[Work to complete] Excerpt from the entries below: please repeat exactly the lines from the one containing "Where can the nose" through the last one, both ends included, with no pictures.

[Dataset content]

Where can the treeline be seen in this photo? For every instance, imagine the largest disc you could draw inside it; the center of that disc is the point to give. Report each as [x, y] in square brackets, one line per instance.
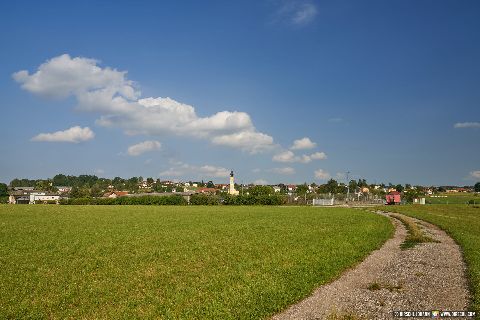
[174, 200]
[195, 199]
[261, 199]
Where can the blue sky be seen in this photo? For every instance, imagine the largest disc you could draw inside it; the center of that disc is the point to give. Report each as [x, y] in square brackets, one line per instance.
[388, 90]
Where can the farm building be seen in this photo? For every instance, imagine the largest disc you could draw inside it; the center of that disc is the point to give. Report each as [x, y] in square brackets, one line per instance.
[393, 197]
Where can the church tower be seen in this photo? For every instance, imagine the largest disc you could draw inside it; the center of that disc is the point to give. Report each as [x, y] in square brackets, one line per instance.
[232, 190]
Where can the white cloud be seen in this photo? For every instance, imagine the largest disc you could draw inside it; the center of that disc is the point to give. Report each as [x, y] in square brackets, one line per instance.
[320, 174]
[475, 174]
[289, 156]
[335, 120]
[108, 92]
[340, 176]
[250, 141]
[467, 125]
[284, 170]
[142, 147]
[296, 12]
[304, 13]
[285, 156]
[260, 182]
[75, 134]
[304, 143]
[206, 171]
[318, 156]
[63, 76]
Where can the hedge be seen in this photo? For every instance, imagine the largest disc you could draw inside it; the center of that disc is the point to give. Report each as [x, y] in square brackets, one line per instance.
[143, 200]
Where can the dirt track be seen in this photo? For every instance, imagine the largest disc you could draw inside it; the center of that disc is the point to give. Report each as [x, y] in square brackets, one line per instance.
[430, 276]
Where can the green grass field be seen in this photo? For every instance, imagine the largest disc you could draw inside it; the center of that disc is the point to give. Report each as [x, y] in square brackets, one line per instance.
[453, 198]
[174, 262]
[463, 224]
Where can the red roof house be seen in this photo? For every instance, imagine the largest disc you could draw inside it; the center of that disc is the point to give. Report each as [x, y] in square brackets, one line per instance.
[393, 197]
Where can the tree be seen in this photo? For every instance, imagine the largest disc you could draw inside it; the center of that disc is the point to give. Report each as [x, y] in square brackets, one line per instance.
[3, 190]
[302, 189]
[476, 187]
[260, 190]
[96, 191]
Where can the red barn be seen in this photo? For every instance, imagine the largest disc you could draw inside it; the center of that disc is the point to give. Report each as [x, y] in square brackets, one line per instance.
[393, 197]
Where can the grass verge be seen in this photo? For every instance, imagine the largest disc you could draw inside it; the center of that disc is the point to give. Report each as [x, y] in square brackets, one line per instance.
[123, 262]
[415, 234]
[462, 223]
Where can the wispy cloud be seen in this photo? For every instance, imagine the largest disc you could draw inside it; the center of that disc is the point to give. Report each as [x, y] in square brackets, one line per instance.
[75, 134]
[460, 125]
[142, 147]
[289, 157]
[335, 120]
[284, 170]
[181, 169]
[108, 92]
[304, 143]
[296, 12]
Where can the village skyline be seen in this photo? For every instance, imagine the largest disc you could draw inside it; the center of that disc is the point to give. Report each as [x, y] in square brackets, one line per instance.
[289, 90]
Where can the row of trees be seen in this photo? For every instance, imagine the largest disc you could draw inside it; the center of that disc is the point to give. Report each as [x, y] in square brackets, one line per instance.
[144, 200]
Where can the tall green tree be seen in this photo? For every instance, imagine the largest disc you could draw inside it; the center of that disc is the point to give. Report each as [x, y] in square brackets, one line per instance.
[476, 187]
[3, 190]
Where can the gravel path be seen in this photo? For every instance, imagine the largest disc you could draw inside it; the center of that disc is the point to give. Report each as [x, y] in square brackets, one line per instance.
[430, 276]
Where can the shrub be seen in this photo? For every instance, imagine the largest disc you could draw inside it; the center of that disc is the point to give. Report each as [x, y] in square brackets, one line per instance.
[204, 199]
[143, 200]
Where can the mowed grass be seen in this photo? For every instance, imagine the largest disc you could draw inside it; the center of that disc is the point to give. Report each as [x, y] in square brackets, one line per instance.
[174, 262]
[462, 222]
[453, 198]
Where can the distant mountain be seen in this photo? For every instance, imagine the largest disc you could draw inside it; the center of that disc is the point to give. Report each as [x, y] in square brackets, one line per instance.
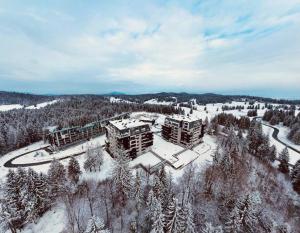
[31, 99]
[116, 93]
[23, 98]
[200, 98]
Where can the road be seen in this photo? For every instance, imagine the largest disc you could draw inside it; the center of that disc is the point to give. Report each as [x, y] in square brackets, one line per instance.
[10, 164]
[275, 136]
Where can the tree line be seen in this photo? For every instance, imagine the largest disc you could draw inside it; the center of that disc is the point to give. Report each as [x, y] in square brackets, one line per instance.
[288, 119]
[241, 190]
[22, 127]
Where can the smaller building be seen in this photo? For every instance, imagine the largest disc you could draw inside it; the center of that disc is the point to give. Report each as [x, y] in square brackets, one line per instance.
[183, 130]
[132, 137]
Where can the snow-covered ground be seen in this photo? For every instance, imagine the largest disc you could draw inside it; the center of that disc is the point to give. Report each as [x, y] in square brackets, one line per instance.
[155, 101]
[7, 107]
[53, 221]
[42, 105]
[294, 156]
[118, 100]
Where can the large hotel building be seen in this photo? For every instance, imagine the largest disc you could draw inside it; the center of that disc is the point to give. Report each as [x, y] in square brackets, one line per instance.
[183, 130]
[132, 137]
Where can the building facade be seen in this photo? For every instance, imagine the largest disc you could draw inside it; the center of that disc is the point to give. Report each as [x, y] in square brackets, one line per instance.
[131, 137]
[183, 130]
[59, 138]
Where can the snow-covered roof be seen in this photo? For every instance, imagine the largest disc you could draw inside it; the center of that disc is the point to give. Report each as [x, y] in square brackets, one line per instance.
[127, 123]
[184, 118]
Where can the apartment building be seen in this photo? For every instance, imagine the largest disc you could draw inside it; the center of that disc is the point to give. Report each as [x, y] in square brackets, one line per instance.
[183, 130]
[132, 137]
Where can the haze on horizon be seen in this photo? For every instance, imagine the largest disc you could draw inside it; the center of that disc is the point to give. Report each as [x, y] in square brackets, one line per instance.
[226, 47]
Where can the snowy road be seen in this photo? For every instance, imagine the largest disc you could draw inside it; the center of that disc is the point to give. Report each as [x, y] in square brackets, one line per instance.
[275, 136]
[10, 164]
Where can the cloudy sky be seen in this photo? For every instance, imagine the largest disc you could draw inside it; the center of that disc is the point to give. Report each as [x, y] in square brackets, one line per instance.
[236, 46]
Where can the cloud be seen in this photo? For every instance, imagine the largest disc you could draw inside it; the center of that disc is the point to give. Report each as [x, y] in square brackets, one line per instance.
[205, 46]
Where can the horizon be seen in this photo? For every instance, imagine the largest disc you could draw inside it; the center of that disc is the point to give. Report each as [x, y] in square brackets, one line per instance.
[223, 47]
[117, 93]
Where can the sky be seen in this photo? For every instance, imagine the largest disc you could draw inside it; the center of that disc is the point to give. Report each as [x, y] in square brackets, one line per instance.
[228, 47]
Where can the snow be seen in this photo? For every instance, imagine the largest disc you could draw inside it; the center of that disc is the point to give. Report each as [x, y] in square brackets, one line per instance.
[42, 105]
[118, 100]
[127, 123]
[294, 156]
[155, 101]
[52, 221]
[8, 107]
[105, 170]
[165, 149]
[147, 160]
[189, 118]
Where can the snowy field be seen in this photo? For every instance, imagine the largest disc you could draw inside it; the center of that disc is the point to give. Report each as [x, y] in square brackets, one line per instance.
[177, 156]
[294, 156]
[8, 107]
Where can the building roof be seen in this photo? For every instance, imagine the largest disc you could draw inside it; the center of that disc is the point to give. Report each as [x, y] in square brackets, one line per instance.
[183, 118]
[127, 123]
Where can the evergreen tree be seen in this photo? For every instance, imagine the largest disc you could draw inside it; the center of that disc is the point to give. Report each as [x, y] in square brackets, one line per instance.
[173, 218]
[122, 177]
[36, 195]
[56, 178]
[295, 175]
[96, 225]
[187, 220]
[284, 161]
[94, 159]
[209, 228]
[157, 218]
[13, 207]
[73, 170]
[243, 217]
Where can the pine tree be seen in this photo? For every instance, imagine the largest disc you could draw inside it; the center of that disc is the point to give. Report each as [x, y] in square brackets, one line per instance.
[295, 175]
[13, 204]
[173, 218]
[209, 228]
[56, 178]
[96, 225]
[73, 170]
[122, 177]
[36, 196]
[243, 217]
[272, 153]
[137, 195]
[157, 218]
[284, 161]
[187, 220]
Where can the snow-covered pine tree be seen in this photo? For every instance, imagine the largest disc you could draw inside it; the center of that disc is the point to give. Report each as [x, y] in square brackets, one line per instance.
[36, 195]
[243, 217]
[122, 177]
[187, 218]
[96, 225]
[295, 176]
[73, 170]
[56, 178]
[173, 218]
[137, 194]
[272, 153]
[94, 159]
[284, 161]
[12, 204]
[157, 218]
[209, 228]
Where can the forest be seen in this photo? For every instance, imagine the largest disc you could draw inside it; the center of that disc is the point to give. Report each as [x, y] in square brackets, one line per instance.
[288, 119]
[21, 127]
[240, 191]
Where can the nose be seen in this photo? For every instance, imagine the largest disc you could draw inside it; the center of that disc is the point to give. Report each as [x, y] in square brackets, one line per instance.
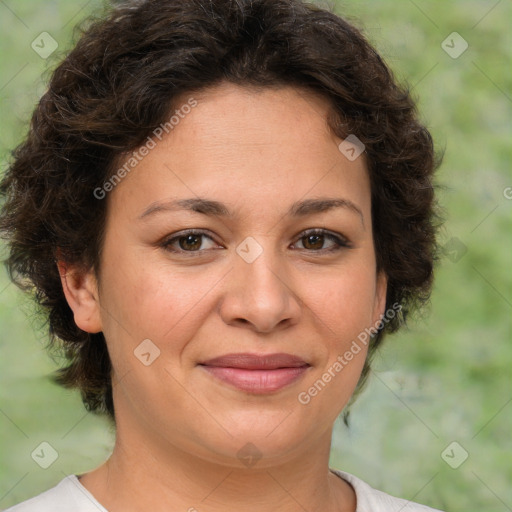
[259, 295]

[Answer for the task]
Where can the nose be seen in this photo? For every instance, imagine the largest disc you could draw inside it; the center of that disc is the point to give. Report each as [x, y] in square brackets, one line per instance.
[259, 295]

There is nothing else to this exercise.